Des militaires sans protections

C’est le cas de Jean-Pierre Biard, qui a passé un an en Polynésie en 1968. A l’époque il avait 19 ans et était cuisinier à bord d’un navire, puis sur l’atoll-même de Moruroa. Il a assisté à cinq tirs nucléaires, il a même pu prendre quelques photos.  

"On allait à 35-40 km en pleine mer et on attendait le moment du tir, relate Jean-Pierre Biard. On sortait de la cuisine avec le tablier, on montait sur le pont on n’avait pas de lunettes, pas de combinaison spéciale rien, au moment du tir on avait un flash énorme, on avait les yeux fermés dans le creux du bras, retournés si la bombe pétait derrière, on était comme ça, c’est la seule protection qu’on avait on était en short en tong et voilà".   

Essais nucléaires et cancer 

Depuis son retour en France, Jean-Pierre a développé un asthme sévère et un cancer du poumon. Il peut être jusqu’à 16h par jour sous oxygène. Il a développé des tumeurs au rein et au côlon... Pour lui, tout ceci est lié à son exposition aux radiations et c’est une crainte que partagent de nombreux vétérans et Polynésiens. 

Indemnisations des populations   

En 2010, la loi Morin crée une indemnisation pour les vétérans et les Polynésiens qui seraient tombés malades à cause des essais nucléaires. Ils doivent faire une demande auprès du CIVEN, le Comité d’Indemnisation des Essais Nucléaires. Le CIVEN vérifie si plusieurs conditions sont remplies  :

Jean-Pierre a fait une demande en 2015, en 2018 il a reçu la réponse et un refus d'indemnisation : "Il en résulte que vous n’avez pas été exposé aux rayonnements ionisants dûs aux essais nucléaires français. Après en avoir délibéré, nous décidons de rejeter votre demande d’indemnisation."

Parmi les raisons du rejet, le CIVEN invoque le fait que Jean-Pierre était cuisinier, qu’il avait eu des consignes le protégeant comme l’interdiction de consommer l'eau ou le poisson du site. Il a décidé de faire appel. Il n’est pas seul  dans ce cas : 80% des demandes ont été refusées en dix ans.

___

*Consignes:*
a) Recopiez tel quel le passage de l’extrait sur les essais nucléaires en Polynésie : partez des mots « C’est le cas » et arrêtez-vous après « prendre quelques photos. ».
b) Écrivez la suite du texte sur les vétérans des essais nucléaires en Polynésie, en reprenant juste après sa dernière phrase.

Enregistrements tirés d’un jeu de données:
___

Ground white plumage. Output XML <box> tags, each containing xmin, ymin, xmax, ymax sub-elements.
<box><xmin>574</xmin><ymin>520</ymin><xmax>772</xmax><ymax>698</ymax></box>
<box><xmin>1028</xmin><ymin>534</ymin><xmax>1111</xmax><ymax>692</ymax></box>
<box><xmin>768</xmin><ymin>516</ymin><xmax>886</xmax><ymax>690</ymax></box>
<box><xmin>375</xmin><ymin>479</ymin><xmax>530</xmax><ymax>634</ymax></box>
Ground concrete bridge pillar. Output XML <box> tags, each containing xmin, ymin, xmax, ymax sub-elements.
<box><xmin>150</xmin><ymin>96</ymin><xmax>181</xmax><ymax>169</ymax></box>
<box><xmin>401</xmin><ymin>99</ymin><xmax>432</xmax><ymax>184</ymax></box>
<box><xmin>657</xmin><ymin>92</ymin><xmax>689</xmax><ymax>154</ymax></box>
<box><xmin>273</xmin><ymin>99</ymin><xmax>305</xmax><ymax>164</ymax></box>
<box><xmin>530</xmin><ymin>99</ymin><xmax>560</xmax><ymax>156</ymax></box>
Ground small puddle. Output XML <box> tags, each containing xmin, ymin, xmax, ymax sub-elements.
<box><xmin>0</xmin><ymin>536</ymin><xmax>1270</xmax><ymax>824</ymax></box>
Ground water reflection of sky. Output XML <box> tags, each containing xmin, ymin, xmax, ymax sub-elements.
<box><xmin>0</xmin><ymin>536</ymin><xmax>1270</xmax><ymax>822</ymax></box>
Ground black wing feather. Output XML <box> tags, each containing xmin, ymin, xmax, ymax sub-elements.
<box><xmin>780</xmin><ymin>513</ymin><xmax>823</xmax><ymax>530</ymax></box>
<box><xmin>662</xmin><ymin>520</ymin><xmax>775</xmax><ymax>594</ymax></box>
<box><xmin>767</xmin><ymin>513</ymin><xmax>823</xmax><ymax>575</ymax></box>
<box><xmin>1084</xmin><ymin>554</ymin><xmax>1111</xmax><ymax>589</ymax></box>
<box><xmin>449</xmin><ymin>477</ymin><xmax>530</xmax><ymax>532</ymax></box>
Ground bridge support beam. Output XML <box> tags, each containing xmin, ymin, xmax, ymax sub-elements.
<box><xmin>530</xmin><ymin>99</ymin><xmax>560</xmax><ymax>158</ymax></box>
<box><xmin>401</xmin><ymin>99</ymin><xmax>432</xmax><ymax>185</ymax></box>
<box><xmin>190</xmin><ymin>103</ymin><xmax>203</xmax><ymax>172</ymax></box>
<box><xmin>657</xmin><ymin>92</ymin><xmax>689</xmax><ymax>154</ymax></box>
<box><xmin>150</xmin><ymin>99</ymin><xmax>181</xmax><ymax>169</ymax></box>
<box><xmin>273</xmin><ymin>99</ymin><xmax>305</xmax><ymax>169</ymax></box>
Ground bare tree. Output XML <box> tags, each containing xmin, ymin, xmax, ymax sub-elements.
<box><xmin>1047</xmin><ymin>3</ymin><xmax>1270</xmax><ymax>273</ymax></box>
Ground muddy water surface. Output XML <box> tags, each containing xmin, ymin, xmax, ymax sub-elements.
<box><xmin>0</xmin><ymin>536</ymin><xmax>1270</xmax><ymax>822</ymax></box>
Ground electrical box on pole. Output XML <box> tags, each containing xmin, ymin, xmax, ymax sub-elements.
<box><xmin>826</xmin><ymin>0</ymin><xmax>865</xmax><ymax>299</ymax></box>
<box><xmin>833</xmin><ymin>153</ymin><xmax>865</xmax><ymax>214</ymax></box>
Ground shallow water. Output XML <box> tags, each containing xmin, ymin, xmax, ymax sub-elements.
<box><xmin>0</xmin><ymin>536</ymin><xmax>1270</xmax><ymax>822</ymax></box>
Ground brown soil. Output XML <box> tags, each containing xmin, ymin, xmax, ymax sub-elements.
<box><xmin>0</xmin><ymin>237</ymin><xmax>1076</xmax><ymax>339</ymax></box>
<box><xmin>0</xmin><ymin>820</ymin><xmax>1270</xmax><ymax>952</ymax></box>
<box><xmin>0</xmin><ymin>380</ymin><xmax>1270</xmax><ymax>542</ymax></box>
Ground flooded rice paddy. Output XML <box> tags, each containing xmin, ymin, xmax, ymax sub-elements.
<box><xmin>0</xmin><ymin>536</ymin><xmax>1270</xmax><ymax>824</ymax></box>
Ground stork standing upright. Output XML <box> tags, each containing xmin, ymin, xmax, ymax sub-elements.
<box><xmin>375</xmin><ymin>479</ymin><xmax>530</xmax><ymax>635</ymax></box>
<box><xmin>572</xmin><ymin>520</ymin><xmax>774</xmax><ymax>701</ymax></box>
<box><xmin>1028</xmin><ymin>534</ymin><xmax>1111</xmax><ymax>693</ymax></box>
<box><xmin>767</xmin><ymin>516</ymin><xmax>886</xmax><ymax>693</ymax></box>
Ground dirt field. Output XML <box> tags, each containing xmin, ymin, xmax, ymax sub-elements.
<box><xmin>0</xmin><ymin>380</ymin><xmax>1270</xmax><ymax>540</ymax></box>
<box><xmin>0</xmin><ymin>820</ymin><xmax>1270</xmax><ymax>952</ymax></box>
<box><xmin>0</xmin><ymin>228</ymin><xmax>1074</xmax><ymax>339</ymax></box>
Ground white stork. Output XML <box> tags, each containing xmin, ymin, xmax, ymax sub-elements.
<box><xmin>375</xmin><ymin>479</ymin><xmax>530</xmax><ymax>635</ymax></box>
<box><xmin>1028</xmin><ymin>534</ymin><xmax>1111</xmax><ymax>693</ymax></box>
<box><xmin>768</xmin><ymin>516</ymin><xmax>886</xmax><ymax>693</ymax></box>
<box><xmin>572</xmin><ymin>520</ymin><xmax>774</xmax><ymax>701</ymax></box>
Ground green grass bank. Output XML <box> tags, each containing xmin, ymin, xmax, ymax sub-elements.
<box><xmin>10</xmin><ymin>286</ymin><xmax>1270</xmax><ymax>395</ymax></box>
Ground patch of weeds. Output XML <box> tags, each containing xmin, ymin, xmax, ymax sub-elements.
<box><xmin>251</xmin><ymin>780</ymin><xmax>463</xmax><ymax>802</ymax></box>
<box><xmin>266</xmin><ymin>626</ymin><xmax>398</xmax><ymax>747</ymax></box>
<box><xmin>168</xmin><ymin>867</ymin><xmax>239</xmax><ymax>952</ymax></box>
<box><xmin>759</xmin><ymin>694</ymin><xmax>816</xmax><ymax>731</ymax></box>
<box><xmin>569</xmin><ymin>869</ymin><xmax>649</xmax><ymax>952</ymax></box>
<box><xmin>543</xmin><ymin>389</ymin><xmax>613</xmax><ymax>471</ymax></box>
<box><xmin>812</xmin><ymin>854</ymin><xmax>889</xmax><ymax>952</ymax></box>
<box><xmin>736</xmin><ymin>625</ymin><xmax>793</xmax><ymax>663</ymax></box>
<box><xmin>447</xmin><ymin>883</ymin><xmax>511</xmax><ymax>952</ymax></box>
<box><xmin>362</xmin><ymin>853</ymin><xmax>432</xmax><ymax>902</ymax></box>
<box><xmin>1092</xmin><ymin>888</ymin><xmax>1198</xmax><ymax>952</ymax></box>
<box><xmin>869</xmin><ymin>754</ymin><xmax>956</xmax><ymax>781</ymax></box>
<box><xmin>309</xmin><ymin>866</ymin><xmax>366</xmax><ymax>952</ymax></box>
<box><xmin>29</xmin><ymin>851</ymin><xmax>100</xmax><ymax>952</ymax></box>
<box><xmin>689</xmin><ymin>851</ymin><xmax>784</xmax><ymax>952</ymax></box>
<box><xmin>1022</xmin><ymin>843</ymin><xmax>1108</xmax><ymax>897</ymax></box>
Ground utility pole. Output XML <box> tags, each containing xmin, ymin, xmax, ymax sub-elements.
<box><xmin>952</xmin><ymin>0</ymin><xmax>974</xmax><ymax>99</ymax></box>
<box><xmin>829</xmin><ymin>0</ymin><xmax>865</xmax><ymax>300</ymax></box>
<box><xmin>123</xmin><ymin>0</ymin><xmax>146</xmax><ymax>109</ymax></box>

___

*Les réponses:*
a)
C’est le cas de Jean-Pierre Biard, qui a passé un an en Polynésie en 1968. A l’époque il avait 19 ans et était cuisinier à bord d’un navire, puis sur l’atoll-même de Moruroa. Il a assisté à cinq tirs nucléaires, il a même pu prendre quelques photos.

b)
Cette situation est dénoncée par les associations, elle a aussi intéressé un journaliste Tomas Statius, co-auteur du livre Toxique, paru il y a quinze jours.   

"Toxique", un livre choc !

Tomas Statius et le chercheur Sébastien Philippe ont exploité 2 000 pages de documents déclassifiés par l’Armée en 2013. Des centaines d'heures de calculs leur ont permis de modéliser les essais, comme lors de l’essai Centaure, et le nuage atomique qui a touché Tahiti… Ils ont aussi refait leurs propres calculs à partir des niveaux de radiations mesurés à l’époque.  

"Ce qu’on s’est attachés à faire, avec mon co-auteur Sébastien Philippe chercheur à Université de Princeton, explique Tomas Statius, c’est qu’on a essayé de réestimer les doses de contamination qu’avaient reçues notamment les populations civiles au cours de six essais en particulier, jugés les plus contaminants. Ce dont on s’est rendu compte, c’est qu’entre les estimations du Commissariat à l’énergie atomique en 2006 et les nôtres il y a une différence de l’ordre 2 à 10 fois. Ils ont donc été exposés à des doses supérieures à ce que le CIVEN veut bien reconnaître".    

Les effets  de ces radiations sur la santé

Les populations auraient donc reçu de plus fortes doses. Des chercheurs de l’Inserm ont mené une expertise collective à la demande du Ministère des Armées.  

Ils ont rendu leurs conclusions en février  dernier ,et pour eux, il est impossible d’établir ni d’écarter un lien entre les essais nucléaires et certaines pathologies, faute de données. Ils recommandent donc de poursuivre la recherche, de mieux mesurer les doses reçues et de mieux évaluer leur effet sur la santé.   

Tout le monde s'accorde pour dire qu'il n’y a pas de seuil, c’est-à-dire que toute dose même faible augmente le risque de cancer, mais que cette augmentation est faible. Pour la Polynésie, pour l’instant, pour ce qui est du cancer de la thyroïde, c’est quelques dizaines de cancers en plus, et pour l’ensemble des autres cancers, cela serait également quelques cancers supplémentaires.   

Ce chercheur travaille désormais lui aussi avec les documents déclassifiés par l’armée. Il faudrait encore d’autres études pour atteindre un niveau de preuve suffisant. Tout ceci ne remet pas en cause le système d’indemnisation mis en place par l’Etat, il s’agit de mieux comprendre effets sanitaires.